→ GOAL: Copy out the lines of the data below, starting at the line that contains "Task: Where can the arched" and stopping after the line that contains "[[609, 201]]", keeping every character unchanged.

━━━ RECORDS FOR THE TASK

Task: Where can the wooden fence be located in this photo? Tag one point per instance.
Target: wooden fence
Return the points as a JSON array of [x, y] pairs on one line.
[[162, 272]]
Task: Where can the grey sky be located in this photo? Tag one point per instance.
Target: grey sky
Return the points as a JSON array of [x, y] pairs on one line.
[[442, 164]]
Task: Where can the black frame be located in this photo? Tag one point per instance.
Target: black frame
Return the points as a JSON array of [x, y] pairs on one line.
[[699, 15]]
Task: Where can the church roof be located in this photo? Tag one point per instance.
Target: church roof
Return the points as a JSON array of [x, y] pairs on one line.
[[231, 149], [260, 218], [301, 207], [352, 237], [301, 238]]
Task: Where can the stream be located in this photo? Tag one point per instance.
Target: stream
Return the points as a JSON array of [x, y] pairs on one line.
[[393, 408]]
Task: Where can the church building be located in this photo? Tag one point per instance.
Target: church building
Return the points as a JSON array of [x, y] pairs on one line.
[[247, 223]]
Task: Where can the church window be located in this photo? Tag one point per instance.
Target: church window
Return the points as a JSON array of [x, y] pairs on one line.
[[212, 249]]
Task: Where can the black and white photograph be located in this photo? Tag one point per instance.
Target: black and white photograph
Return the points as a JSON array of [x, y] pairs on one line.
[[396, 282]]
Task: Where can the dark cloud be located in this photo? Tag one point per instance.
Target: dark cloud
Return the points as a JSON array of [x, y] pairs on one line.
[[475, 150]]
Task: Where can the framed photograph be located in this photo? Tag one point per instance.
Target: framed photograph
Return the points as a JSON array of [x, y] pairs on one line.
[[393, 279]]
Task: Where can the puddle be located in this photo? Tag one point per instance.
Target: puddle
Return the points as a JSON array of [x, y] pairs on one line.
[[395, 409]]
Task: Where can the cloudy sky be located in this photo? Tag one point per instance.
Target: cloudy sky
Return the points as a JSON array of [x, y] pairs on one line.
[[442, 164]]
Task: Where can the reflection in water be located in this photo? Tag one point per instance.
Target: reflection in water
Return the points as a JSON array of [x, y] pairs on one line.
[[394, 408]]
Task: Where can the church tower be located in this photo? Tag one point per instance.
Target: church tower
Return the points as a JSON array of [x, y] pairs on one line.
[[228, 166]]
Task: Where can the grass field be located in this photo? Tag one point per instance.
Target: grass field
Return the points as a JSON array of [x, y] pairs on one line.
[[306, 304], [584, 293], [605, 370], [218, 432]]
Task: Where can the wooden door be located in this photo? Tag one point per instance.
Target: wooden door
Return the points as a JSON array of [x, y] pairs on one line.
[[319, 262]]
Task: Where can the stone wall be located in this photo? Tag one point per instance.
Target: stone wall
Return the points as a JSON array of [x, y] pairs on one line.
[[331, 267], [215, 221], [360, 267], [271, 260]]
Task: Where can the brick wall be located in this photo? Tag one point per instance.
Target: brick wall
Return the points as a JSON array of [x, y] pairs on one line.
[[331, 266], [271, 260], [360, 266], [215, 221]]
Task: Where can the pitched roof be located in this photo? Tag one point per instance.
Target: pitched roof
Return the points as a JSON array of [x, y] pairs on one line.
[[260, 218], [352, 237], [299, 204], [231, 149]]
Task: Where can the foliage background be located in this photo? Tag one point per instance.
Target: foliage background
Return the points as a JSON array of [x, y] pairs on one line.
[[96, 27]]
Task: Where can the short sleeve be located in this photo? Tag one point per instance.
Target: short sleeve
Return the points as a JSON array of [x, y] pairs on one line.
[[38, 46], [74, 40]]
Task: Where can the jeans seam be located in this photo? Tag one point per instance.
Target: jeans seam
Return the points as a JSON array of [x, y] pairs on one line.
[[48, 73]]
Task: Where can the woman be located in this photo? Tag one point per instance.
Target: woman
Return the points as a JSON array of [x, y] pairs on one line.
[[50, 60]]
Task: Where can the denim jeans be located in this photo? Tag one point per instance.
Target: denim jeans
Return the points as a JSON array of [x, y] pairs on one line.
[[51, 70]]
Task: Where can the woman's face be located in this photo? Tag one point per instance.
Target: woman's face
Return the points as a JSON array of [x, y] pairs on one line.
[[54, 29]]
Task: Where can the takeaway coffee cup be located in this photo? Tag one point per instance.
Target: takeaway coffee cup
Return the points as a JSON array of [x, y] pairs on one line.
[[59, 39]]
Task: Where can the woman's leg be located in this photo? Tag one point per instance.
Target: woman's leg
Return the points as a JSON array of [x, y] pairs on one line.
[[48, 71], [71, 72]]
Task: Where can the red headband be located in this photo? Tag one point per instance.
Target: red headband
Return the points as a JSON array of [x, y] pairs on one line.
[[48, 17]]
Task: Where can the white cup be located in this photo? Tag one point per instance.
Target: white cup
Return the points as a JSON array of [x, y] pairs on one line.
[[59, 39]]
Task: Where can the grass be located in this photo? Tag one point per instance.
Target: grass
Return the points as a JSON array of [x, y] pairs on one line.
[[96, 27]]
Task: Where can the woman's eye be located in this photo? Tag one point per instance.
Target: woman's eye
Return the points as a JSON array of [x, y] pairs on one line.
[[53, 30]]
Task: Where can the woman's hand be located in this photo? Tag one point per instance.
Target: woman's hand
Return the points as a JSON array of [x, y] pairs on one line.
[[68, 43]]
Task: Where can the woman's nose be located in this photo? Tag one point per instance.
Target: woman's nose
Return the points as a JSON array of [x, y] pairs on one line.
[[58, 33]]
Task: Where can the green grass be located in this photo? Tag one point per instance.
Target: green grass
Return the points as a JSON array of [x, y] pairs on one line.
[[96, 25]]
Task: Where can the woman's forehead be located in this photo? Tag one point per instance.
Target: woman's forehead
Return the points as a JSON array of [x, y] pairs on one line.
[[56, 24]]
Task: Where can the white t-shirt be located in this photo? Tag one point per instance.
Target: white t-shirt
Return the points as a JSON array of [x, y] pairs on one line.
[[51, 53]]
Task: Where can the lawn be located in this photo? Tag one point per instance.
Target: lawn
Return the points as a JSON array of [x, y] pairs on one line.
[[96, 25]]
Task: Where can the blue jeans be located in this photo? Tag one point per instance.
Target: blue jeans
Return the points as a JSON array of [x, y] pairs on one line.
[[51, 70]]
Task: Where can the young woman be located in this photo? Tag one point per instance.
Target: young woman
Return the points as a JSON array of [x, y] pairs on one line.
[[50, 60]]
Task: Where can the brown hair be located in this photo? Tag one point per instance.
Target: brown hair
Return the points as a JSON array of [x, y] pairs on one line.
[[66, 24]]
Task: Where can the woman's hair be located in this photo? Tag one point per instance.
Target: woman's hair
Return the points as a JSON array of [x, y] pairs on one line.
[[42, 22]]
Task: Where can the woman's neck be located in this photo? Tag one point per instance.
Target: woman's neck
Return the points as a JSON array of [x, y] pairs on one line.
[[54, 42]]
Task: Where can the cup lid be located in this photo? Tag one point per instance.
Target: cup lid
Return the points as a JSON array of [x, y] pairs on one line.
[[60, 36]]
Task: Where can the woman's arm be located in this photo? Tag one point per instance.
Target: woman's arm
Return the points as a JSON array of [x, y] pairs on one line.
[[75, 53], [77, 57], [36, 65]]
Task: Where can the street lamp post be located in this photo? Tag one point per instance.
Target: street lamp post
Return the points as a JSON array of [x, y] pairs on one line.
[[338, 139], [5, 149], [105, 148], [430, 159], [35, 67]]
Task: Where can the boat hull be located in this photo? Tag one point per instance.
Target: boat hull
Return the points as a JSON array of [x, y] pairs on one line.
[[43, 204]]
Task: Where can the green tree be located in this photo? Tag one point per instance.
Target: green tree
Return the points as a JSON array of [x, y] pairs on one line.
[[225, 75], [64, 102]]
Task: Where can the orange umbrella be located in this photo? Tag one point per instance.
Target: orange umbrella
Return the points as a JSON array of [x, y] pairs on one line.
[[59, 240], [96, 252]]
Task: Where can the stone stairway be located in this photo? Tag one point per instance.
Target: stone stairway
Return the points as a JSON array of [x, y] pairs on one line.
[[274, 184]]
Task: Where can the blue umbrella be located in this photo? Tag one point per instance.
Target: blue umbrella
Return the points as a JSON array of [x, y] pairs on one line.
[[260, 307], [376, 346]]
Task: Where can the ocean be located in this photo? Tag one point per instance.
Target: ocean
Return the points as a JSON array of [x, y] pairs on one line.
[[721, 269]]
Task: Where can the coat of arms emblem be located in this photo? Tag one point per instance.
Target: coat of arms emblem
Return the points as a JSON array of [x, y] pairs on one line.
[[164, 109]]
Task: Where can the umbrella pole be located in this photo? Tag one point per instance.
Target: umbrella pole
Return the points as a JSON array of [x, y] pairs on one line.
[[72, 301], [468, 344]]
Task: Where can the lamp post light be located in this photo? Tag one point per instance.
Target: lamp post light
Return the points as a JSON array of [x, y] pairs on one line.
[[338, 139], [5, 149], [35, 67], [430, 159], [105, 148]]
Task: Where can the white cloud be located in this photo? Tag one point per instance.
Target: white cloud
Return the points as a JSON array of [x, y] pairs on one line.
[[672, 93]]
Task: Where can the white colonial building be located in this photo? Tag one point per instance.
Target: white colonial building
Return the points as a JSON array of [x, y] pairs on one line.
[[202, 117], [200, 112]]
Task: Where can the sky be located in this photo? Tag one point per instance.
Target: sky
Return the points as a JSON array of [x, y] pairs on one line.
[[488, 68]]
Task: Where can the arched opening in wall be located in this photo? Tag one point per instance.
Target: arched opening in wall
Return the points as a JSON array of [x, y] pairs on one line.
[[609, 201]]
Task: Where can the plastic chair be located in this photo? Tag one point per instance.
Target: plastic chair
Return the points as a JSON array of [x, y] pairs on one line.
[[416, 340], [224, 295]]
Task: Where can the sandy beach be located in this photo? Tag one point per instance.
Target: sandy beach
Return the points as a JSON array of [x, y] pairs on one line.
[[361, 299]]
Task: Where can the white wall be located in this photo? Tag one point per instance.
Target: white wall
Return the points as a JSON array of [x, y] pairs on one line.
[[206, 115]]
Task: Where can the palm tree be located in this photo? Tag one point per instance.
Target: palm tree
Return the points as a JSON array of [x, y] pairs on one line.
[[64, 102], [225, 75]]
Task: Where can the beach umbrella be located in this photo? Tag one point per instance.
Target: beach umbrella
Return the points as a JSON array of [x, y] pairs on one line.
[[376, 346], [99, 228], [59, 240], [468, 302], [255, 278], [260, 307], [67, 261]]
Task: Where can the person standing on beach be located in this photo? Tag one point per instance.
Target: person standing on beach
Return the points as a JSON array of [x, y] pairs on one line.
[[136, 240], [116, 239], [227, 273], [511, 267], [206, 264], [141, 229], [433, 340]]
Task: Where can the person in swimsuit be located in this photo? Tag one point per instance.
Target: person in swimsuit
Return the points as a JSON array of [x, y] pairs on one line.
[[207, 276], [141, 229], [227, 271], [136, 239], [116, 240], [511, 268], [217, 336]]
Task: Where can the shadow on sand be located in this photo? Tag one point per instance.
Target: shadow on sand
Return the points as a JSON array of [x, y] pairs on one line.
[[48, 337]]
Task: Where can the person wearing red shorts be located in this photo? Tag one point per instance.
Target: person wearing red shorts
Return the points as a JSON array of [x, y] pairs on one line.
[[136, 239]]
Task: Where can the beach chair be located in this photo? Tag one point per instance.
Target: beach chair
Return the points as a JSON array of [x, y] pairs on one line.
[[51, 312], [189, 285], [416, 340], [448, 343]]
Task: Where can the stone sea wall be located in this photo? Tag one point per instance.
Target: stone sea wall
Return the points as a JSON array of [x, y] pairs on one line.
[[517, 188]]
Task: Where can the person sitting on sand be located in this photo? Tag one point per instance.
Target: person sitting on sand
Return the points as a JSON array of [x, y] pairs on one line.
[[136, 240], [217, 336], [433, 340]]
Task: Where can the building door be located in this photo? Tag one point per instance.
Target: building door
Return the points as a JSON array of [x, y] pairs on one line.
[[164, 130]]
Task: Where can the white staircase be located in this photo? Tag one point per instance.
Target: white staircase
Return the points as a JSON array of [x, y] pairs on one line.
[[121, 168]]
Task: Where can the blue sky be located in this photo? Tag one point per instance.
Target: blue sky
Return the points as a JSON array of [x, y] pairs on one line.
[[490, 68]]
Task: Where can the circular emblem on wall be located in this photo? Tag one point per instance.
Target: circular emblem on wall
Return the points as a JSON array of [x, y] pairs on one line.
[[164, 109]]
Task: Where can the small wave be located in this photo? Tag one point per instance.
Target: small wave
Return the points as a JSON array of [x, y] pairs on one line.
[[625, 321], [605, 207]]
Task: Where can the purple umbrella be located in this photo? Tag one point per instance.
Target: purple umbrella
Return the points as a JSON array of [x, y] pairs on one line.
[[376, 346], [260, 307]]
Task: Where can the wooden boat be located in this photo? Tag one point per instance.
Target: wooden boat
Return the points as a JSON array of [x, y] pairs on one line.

━━━━━━

→ FULL RESPONSE:
Task: Where can the arched opening in wall be located in this photo? Tag one point per instance.
Target: arched opening in wall
Return the points as a JSON array of [x, y] pairs on one line.
[[609, 201]]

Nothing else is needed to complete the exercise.